Work request » Looking at the entries below, how many lines include the word "cloud"? Answer with the number alone.

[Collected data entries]
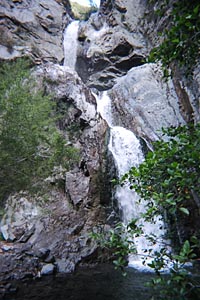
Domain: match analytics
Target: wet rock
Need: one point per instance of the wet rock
(32, 27)
(42, 253)
(147, 101)
(108, 50)
(77, 187)
(19, 220)
(48, 269)
(65, 266)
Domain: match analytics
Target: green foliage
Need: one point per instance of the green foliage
(30, 144)
(181, 40)
(167, 180)
(171, 173)
(81, 12)
(178, 283)
(118, 242)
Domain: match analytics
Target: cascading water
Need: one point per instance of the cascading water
(127, 152)
(70, 44)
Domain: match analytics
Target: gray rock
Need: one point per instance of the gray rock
(65, 266)
(48, 269)
(147, 101)
(32, 27)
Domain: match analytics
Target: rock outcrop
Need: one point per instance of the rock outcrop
(110, 44)
(45, 236)
(32, 28)
(54, 228)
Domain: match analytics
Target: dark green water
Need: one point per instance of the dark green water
(102, 283)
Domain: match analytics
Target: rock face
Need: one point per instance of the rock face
(110, 44)
(32, 27)
(56, 229)
(112, 47)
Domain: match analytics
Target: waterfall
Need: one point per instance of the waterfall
(70, 44)
(127, 152)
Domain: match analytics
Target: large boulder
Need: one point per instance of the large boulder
(110, 44)
(32, 27)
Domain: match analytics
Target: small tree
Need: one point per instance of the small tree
(30, 143)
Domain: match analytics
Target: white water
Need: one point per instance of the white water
(70, 44)
(127, 152)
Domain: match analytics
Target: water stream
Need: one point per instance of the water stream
(127, 152)
(70, 44)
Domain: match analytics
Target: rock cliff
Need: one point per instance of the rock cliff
(112, 47)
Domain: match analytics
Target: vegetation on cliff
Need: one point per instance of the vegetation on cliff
(81, 12)
(181, 40)
(31, 145)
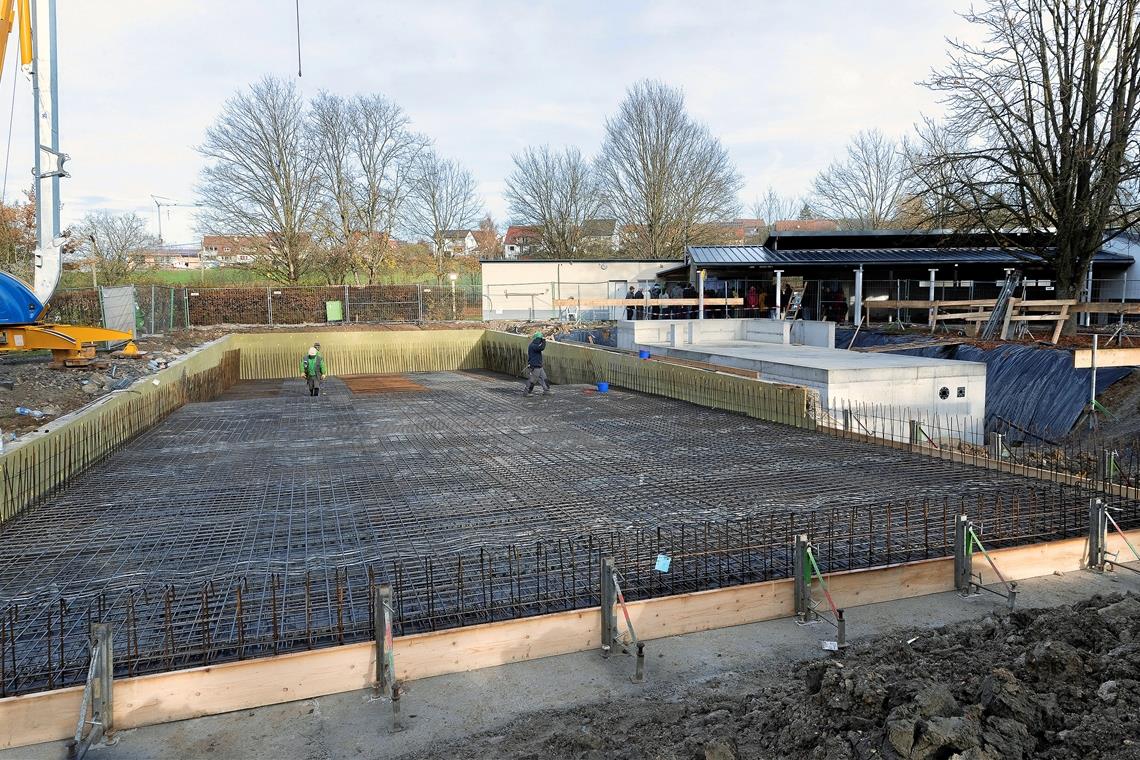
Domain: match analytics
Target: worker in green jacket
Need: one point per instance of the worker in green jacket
(312, 367)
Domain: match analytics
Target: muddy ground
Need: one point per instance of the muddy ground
(1059, 683)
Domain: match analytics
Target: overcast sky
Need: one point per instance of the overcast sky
(783, 83)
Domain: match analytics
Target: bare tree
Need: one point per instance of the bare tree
(863, 189)
(488, 239)
(114, 243)
(558, 191)
(442, 198)
(365, 156)
(773, 207)
(260, 177)
(1040, 132)
(664, 174)
(17, 237)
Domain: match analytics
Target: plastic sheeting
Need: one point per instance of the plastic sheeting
(1032, 387)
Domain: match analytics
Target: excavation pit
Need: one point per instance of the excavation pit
(260, 522)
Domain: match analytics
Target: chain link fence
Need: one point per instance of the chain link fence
(161, 309)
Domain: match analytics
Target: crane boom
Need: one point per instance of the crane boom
(49, 161)
(21, 307)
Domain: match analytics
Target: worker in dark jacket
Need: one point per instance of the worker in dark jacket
(536, 374)
(312, 367)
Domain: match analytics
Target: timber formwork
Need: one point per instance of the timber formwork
(259, 523)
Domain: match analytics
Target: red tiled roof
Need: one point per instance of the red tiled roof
(523, 231)
(806, 225)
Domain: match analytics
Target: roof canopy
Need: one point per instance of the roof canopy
(758, 255)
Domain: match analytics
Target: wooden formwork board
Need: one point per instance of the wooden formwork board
(179, 695)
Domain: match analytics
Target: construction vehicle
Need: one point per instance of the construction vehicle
(22, 307)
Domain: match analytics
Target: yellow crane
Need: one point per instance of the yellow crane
(22, 305)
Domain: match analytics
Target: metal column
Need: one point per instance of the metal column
(779, 274)
(963, 570)
(801, 571)
(1098, 533)
(609, 598)
(382, 626)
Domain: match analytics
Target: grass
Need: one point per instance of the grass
(237, 277)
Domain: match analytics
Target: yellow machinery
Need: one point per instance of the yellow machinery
(21, 305)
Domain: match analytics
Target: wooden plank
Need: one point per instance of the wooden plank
(1082, 358)
(1037, 318)
(1060, 324)
(923, 304)
(1009, 312)
(1098, 308)
(1048, 304)
(1107, 308)
(179, 695)
(710, 301)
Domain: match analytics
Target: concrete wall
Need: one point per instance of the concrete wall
(527, 289)
(874, 393)
(805, 332)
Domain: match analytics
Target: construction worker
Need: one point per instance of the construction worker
(312, 367)
(536, 374)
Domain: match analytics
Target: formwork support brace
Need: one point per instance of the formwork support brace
(806, 570)
(966, 581)
(1100, 519)
(385, 683)
(98, 695)
(611, 596)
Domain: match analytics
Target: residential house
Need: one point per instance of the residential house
(521, 240)
(805, 226)
(459, 242)
(171, 259)
(230, 250)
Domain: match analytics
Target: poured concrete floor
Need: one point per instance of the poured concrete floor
(258, 523)
(442, 711)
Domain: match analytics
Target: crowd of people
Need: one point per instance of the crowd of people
(757, 302)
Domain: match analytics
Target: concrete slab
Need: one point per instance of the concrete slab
(450, 708)
(911, 386)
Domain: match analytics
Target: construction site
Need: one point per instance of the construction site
(216, 517)
(694, 485)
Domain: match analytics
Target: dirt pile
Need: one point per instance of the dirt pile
(1061, 683)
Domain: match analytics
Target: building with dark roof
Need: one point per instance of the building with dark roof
(895, 264)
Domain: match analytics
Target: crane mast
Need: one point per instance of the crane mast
(23, 305)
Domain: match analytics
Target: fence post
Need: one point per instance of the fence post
(609, 621)
(962, 557)
(1098, 534)
(803, 580)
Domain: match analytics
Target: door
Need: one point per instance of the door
(618, 288)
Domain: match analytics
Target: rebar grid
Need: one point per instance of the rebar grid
(249, 525)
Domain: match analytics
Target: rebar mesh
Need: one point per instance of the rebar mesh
(259, 523)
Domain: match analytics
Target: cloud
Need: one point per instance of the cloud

Response » 2